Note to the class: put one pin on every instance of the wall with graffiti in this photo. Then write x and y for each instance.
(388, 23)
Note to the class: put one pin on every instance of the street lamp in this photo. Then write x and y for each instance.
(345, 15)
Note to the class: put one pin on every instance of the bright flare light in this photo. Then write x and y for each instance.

═══

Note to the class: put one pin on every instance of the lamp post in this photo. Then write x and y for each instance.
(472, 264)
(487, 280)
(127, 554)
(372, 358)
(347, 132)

═══

[What is being asked] Print everything from the line containing "of the wall" down to the line containing "of the bright", including both of those lines, without changing a word.

[Exercise response]
Note to the class: put one pin on every instance of the wall with graffiti in this photo. Then write x and y for each instance.
(388, 23)
Note to the class: put one pin on every instance of the street lamp in this photo. Then write x and y for each instance.
(345, 15)
Note to the class: put one pin on every instance of the bright flare light in this photo. Then write x and y for each instance.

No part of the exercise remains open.